- EXERCISE REQUIREMENTS -
Your task is to reproduce exactly the lines from the line with "the bird's head" through the end of the records below.

- RECORDS -
- - - -
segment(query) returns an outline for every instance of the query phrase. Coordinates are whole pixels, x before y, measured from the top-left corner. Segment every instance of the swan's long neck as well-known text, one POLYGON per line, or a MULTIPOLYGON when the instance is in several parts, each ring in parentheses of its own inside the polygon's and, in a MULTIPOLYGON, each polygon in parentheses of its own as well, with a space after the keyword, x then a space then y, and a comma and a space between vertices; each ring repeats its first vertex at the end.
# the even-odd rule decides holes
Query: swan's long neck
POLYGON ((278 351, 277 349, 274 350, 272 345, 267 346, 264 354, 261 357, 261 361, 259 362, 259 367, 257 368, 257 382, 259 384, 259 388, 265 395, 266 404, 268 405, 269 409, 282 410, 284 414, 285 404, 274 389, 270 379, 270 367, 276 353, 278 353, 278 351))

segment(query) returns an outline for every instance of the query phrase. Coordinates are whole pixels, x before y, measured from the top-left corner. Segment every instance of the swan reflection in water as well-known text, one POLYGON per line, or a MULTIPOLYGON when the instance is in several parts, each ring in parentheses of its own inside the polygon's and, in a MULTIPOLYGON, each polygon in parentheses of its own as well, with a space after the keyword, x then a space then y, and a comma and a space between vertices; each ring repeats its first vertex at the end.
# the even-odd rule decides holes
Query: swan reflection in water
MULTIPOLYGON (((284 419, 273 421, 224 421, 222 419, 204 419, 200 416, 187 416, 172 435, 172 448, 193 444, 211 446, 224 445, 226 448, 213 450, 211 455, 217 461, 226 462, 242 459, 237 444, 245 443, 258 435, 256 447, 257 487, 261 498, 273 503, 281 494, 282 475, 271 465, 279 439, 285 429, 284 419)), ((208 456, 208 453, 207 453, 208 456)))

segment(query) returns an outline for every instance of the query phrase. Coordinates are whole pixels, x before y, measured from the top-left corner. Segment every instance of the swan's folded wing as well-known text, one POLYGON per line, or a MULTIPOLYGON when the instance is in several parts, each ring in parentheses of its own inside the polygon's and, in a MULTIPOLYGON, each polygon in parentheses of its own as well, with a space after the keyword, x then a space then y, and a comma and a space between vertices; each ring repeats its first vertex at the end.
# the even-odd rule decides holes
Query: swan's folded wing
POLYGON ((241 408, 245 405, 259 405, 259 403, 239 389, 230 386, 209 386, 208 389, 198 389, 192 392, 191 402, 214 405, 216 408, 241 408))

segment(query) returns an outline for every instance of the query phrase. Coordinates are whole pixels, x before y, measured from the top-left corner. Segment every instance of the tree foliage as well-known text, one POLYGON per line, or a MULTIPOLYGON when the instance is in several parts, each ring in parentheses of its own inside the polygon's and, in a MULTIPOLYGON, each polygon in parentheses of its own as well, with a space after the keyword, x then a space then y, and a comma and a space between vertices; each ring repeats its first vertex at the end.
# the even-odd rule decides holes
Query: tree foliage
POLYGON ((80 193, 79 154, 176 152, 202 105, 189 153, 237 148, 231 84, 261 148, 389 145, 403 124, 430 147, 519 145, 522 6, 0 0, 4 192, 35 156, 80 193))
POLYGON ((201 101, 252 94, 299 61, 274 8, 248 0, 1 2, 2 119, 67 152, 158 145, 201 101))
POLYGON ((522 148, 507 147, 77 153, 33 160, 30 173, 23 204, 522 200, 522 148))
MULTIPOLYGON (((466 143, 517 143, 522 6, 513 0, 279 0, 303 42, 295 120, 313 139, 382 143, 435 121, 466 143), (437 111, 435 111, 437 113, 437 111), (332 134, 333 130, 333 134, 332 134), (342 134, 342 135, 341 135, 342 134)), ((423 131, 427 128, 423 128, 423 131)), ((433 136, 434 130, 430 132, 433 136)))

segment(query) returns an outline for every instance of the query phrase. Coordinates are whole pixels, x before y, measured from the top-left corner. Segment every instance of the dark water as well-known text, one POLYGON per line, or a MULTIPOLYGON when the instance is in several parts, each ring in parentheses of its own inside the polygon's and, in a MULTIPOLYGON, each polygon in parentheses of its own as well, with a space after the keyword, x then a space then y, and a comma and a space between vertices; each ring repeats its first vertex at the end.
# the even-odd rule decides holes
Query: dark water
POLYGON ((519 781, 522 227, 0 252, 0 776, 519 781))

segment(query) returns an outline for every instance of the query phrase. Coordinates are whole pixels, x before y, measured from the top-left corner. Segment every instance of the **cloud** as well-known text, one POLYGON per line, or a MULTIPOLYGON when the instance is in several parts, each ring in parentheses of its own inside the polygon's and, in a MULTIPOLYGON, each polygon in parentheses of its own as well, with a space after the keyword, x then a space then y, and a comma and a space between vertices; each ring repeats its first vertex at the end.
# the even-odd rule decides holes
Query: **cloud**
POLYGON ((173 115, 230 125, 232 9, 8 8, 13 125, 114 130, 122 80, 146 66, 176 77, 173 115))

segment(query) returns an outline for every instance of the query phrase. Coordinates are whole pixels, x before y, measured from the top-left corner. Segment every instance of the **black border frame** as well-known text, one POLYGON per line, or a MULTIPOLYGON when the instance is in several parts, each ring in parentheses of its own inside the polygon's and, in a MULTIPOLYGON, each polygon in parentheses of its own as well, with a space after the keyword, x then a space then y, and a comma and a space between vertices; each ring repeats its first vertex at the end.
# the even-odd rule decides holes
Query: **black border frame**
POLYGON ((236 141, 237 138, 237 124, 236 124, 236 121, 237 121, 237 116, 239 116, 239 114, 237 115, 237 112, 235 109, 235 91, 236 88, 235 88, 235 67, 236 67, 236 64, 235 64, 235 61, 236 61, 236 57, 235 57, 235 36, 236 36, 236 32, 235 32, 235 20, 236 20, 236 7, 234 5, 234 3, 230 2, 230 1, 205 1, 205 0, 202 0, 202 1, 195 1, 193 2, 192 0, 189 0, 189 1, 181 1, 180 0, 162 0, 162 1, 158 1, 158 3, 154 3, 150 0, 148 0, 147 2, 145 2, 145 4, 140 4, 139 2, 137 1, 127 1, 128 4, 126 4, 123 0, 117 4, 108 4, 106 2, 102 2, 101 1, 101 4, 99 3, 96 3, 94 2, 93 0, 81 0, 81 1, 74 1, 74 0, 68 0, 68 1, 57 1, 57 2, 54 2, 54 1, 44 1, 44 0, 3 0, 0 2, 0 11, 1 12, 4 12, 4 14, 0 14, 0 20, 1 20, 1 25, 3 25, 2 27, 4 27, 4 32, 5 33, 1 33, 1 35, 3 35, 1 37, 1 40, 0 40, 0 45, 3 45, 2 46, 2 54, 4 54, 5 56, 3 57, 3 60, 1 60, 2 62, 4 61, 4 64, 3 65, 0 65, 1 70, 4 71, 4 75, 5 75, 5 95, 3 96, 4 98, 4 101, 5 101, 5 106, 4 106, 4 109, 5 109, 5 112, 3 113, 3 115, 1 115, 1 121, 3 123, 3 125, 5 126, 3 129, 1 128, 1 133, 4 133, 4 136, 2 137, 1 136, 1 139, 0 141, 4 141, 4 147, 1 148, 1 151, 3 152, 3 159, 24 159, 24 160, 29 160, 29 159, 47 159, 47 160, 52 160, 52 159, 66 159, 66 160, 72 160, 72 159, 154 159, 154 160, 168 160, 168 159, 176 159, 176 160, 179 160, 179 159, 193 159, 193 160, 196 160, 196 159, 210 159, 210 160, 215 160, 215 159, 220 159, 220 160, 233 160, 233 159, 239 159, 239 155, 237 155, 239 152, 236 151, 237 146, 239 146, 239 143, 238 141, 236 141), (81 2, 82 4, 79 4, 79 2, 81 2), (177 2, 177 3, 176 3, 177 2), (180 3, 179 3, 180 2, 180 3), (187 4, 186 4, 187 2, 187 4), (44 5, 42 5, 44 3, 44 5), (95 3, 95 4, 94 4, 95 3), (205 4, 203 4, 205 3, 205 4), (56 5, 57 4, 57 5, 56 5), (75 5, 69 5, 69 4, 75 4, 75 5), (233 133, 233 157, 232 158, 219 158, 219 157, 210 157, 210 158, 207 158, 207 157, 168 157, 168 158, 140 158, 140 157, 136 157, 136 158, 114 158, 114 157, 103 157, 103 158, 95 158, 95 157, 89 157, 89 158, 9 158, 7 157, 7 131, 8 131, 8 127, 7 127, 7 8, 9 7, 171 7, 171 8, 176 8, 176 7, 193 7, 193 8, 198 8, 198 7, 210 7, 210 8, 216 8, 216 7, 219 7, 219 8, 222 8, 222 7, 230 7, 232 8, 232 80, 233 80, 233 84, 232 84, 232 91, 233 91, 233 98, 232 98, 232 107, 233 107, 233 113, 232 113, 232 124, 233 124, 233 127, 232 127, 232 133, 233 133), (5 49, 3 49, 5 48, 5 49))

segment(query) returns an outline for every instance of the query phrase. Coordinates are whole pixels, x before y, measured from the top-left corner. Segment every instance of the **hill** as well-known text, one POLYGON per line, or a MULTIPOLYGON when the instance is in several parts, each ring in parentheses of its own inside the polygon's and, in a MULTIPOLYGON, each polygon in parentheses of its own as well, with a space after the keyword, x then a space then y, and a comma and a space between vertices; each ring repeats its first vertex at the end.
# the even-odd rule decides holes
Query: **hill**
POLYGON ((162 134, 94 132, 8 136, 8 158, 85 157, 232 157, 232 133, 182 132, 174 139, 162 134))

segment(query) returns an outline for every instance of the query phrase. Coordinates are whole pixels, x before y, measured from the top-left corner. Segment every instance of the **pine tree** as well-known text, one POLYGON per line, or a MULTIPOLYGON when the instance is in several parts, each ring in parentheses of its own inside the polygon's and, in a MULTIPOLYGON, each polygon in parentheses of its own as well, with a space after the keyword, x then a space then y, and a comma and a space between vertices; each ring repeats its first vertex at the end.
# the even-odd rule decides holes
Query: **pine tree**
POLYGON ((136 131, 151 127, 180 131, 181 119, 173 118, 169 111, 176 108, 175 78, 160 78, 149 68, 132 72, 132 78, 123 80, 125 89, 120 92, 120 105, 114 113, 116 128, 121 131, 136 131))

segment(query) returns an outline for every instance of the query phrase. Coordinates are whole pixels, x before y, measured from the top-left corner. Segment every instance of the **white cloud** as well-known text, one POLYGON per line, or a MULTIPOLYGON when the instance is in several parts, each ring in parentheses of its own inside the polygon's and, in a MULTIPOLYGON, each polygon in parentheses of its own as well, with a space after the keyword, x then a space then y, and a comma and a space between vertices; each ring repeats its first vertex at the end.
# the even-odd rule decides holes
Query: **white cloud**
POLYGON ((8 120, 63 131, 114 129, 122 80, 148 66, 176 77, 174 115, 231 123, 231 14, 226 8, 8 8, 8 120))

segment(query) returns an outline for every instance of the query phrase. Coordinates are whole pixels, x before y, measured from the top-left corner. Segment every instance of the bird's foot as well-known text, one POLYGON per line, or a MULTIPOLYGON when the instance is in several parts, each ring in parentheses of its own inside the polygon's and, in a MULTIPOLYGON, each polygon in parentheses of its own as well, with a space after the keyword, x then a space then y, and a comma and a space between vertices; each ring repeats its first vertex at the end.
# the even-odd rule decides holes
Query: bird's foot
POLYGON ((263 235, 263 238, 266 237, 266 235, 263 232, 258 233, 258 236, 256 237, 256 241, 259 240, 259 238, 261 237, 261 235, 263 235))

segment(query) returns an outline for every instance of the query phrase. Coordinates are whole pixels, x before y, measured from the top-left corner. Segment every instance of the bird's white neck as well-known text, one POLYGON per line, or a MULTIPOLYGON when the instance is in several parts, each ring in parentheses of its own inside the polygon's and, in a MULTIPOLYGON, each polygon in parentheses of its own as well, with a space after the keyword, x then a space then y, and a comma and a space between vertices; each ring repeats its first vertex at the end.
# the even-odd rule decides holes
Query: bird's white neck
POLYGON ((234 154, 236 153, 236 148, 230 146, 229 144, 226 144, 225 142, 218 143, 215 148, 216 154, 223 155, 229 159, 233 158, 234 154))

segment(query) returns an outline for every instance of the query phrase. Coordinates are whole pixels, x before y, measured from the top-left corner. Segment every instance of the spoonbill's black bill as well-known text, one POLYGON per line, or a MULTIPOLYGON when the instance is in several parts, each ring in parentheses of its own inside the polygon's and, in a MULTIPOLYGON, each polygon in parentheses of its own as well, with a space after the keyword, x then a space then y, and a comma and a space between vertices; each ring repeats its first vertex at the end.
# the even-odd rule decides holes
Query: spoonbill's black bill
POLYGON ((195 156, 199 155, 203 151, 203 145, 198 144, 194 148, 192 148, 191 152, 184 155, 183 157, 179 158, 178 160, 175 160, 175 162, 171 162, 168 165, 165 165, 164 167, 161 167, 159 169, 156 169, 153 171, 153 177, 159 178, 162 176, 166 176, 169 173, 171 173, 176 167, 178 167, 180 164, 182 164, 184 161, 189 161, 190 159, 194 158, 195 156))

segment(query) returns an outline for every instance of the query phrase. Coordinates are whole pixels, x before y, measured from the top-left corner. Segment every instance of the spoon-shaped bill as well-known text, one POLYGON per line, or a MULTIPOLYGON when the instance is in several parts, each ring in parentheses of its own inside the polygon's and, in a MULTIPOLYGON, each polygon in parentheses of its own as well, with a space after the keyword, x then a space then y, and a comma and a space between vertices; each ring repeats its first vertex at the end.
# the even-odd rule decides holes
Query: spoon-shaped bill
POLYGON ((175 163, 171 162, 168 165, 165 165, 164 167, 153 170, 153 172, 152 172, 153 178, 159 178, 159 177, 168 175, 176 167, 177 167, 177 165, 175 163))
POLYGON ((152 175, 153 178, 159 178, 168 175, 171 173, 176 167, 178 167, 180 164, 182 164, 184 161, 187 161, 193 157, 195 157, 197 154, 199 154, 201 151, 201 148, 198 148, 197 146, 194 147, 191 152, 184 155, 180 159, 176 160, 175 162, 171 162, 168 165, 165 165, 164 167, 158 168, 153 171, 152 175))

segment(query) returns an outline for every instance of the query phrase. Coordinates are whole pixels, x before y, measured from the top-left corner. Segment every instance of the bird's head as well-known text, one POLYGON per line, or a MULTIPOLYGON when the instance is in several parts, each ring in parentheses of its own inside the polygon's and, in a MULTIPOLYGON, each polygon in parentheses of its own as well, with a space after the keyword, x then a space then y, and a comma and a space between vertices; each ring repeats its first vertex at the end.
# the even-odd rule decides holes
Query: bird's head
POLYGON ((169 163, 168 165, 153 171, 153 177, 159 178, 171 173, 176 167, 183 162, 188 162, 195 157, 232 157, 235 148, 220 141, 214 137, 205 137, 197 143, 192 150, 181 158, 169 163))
- - - -
- TASK SOLUTION -
segment(query) returns an outline for every instance of the query phrase. Coordinates are whole pixels, x before y, measured from the top-left corner. Segment every instance of the bird's head as well-known text, one POLYGON per line, or a MULTIPOLYGON when the instance is in several parts, each ring in parentheses of its own inside the polygon's and, in a MULTIPOLYGON, each polygon in parentheses of its own as well, with a space after the keyword, x then a space then y, and a comma and a space between vertices; each ring repeats its first vertex at the end.
# the even-odd rule decides holes
Query: bird's head
POLYGON ((169 163, 168 165, 153 171, 153 177, 159 178, 171 173, 176 167, 183 162, 188 162, 195 157, 232 157, 235 148, 220 141, 214 137, 205 137, 197 143, 192 150, 181 158, 169 163))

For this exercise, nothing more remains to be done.